July 18th
Lac du Milieu-Refugio de la Renclusa
Campsite Elevation: 7021ft/2140m
*No mileage available. The guidebook lists distances on the route by time rather than miles.
I slept ok last night having just a couple times when the wind kicked up and woke me up. Today is the toughest day of the whole route. I’ll give fair warning to people that I’ve been doing about 1.5 days of the book’s recommended itinerary each day, so anyone gauging pacing, know this is more than the book requires for a day. Overall, the book is on Day 22 while I’m personally on Day 17. It’s a combination of being slightly faster than book time and putting in more hours than the ~7-8hrs of hiking the guidebook tends to average a day.
I wasn’t quite sure what to expect, other than alpine conditions with steep ascents/descents, lots of rock, and some snow fields. I was a little anxious, but then figured it couldn’t be as grueling or sketchy as the Sierra High Route I did last year. Why Not was with me on that one, and I think we may agree that it set quite a bar that neither of us need to meet again. However, it is nice to have done something like that just to know you can, and it makes everything else seem simpler. The SHR was basically three weeks of today on steroids.

[Source records]

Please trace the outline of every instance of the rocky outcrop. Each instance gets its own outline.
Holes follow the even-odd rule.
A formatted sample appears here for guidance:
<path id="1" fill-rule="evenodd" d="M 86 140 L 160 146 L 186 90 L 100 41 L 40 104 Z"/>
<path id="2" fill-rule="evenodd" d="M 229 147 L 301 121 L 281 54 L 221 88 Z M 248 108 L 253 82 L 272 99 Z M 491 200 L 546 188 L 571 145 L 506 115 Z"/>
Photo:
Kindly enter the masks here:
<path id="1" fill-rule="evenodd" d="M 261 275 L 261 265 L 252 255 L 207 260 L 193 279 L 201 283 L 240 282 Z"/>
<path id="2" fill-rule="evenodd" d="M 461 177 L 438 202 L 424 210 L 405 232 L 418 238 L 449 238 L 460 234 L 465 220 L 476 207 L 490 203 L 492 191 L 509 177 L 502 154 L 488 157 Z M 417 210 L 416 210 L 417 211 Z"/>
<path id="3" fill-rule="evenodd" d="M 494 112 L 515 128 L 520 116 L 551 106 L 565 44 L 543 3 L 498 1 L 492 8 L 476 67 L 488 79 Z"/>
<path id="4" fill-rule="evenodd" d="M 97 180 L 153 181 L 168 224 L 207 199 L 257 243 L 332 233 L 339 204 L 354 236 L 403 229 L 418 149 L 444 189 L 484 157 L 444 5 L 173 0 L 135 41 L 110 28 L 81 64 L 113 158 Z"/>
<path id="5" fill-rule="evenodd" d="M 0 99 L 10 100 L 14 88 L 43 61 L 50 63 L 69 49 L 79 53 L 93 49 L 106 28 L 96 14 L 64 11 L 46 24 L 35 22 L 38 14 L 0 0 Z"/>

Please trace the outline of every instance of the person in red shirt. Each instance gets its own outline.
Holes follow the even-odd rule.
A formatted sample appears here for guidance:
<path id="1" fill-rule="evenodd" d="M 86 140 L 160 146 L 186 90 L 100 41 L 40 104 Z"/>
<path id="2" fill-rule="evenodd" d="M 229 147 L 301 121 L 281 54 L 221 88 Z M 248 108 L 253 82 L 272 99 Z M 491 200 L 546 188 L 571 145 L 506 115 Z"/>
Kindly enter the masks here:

**TASKS FOR THIS EXERCISE**
- 1) According to the journal entry, how does the guidebook list distances on the route?
- 2) Echo the journal entry word for word, starting with "I wasn’t quite" and going on through "today on steroids.".
Rely on the journal entry alone.

**ANSWERS TO THE PROBLEMS**
- 1) The guidebook lists distances by time rather than miles.

- 2)
I wasn’t quite sure what to expect, other than alpine conditions with steep ascents/descents, lots of rock, and some snow fields. I was a little anxious, but then figured it couldn’t be as grueling or sketchy as the Sierra High Route I did last year. Why Not was with me on that one, and I think we may agree that it set quite a bar that neither of us need to meet again. However, it is nice to have done something like that just to know you can, and it makes everything else seem simpler. The SHR was basically three weeks of today on steroids.